#### Excerpt provided
However I want to say a few words today about The Black God's Drums by @pdjeliclark
#WBWSFF
Our recent hurricane scare here in Hawaii made this lovely novella seem EXTRA topical (it was always topical). #WBWSFF

Here it is:
I'm only going to talk about the 1st paragraph & why it worked so well for me that I practically cried while reading it. I have a lot of experience reading sff. I have strong opinions about worldbuilding because it matters to me.
#WBWSFF
Why does worldbuilding matter to me in the context of sff? Or of fiction in general? (because all fiction is about worldbuilding even if set in our world)

It's a matter of craft, as anything is, and also because wb has implications that reach far beyond the words & story
#WBWSFF
Today I'm not going to talk about wb and implications. I'm going to start by quoting the first paragraph of The Black God's Drums.
#WBWSFF
The night in New Orleans always got something going on, ma maman used to say—like this city don’t know how to sleep. You want a good look, take the cable-elevator to the top of one of Les Grand Murs, where airships dock on the hour. +
#WBWSFF
Them giant iron walls ring the whole Big Miss on either side. Up here you can see New Algiers on the West Bank, its building yards all choked in factory smoke and workmen scurrying round the bones of new-built vessels like ants.
+
#WBWSFF
Turn around & there’s the downtown wards lit up with gas lamps like glittering stars. You can make out the other wall in the east over at Lake Borgne, & a fourth one like a crescent moon up north round Swamp Pontchartrain—what most folk call La Ville Morte, the Dead City.
#WBWSFF
First of all, every reader comes to a new story with the knowledge and experiences they have. They can't come with anything else. The idea that there is a universal or proper story is a myth except insofar as we tell stories about ourselves (humanity)
#WBWSFF
So first of all Clark situates me immediately: it's night (always something a bit ominous or mysterious about night) and it's New Orleans. But in case I don't know NO is a city, it's referenced as "this city" later in the first sentence.
#WBWSFF
But that "this city" reference also starts giving me a time frame and reference point, based on my own understand of American history, which may well be flawed or incomplete (almost certainly the latter).
#WBWSFF
"ma maman" I recognize as a Creole term, in the language sense, so now I know the narrator is likely native to the city? Or from a larger Creole-language population or background.
The verb construction of the rest of the first sentence confirms this.
#WBWSFF
The city is also characterized as not knowing how to sleep. That the city is characterized is a form of worldbuilding, the idea that cities have aspects or personalities, aesthetics, that as a reader I can expect to see more of that to come.
#WBBSFF
That's just the first sentence. Look how much work it has done. Part of it based on knowledge I have, and all of it is based on the writer's clear comprehension of what he is doing, and not messing around with generics & platitudes.

#### Exercise set
**1)** In the worldbuilding thread above, rewrite the paragraph that begins "So first of all Clark situates me immediately" as a short list that keeps its main facts.
**2)** Answer these questions from the worldbuilding thread above:
(a) What recent event in Hawaii made the novella seem extra topical?
(b) What do the giant iron walls ring?
(c) What do most folk call the place around Swamp Pontchartrain?
**3)** Pick up the worldbuilding thread above after its last post and write what comes next.

#### Provided material
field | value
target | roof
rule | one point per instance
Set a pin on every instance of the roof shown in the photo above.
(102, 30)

#### Set of answers
**1)**
- Clark places the reader right away: it is night and it is New Orleans.
- Night always carries something a bit ominous or mysterious.
- For readers who may not know New Orleans is a city, the first sentence later calls it "this city."

**2)**
(a) A hurricane scare.
(b) The whole Big Miss, on either side.
(c) La Ville Morte, the Dead City.

**3)**
#WBWSFF
Because what's interesting to me as a reader and as a writer is the way everything is doubled in that sentence so a reader who knows of the existence of NO can read it with expectation of layers to come, & one who's never heard of NO can also follow it
#WBWSFF
In sentence two we take a cable-elevator
--wait, here's technology that helps situate my possible ideas of a time frame--
to the top of Les Grand Murs
--I don't know French so Murs? idk but I can guess it's walls or towers, and in fact "walls" is confirmed in sentence 3
#WBWSFF
So here's another craft bit: introducing a term that not all English speakers may know and defining it very quickly as confirmation, and in fact the rest of the first paragraph defines the walls & their placement & thus the city itself
#WBWSFF
But wait!
There are airships in sentence 2.
I'm in a steampunk novel! OMG so excited. <== my thought process while reading
And the airships dock on the hour, a small phrase that tells us how frequent & important air traffic is
#WBWSFF
And this is confirmed in sentence 3 when we get a glimpse of the factories. I assumed the "new-built vessels" are more airships. The choking smoke and scurrying workers 'like ants' confirm a prosperous shipyards & economy.
#WBWSFF
I sometimes feel readers don't always understand how much work good worldbuilding does quietly in the background. For a while wb was kind of out of vogue, deemed clunky & intrusive & dorky, but for me as a reader it's at the heart of great sff. Purely my taste.
#WBWSFF
But also the airships & walls & factories & gaslamps in the downtown wards, as well as the casually introduced proper names, create in one paragraph a texture, a sense of what is coming.
They GROUND me.
After one paragraph I'm grounded already.
#WBWSFF
My two biggest takeaways from the opening paragraph are:
1. That I'm already grounded in this new world I'm about to explore.
2. A sneaking suspicion I'm going to see a story told from a different angle than the stories the market has accustomed me to.
#WBWSFF
That's worldbuilding at root: grounding your reader because you the writer know your world well enough to not need to explain it.
As a writer I have too often explained; I'm still learning.
As a reader, getting grounded this fast in a story thrills me.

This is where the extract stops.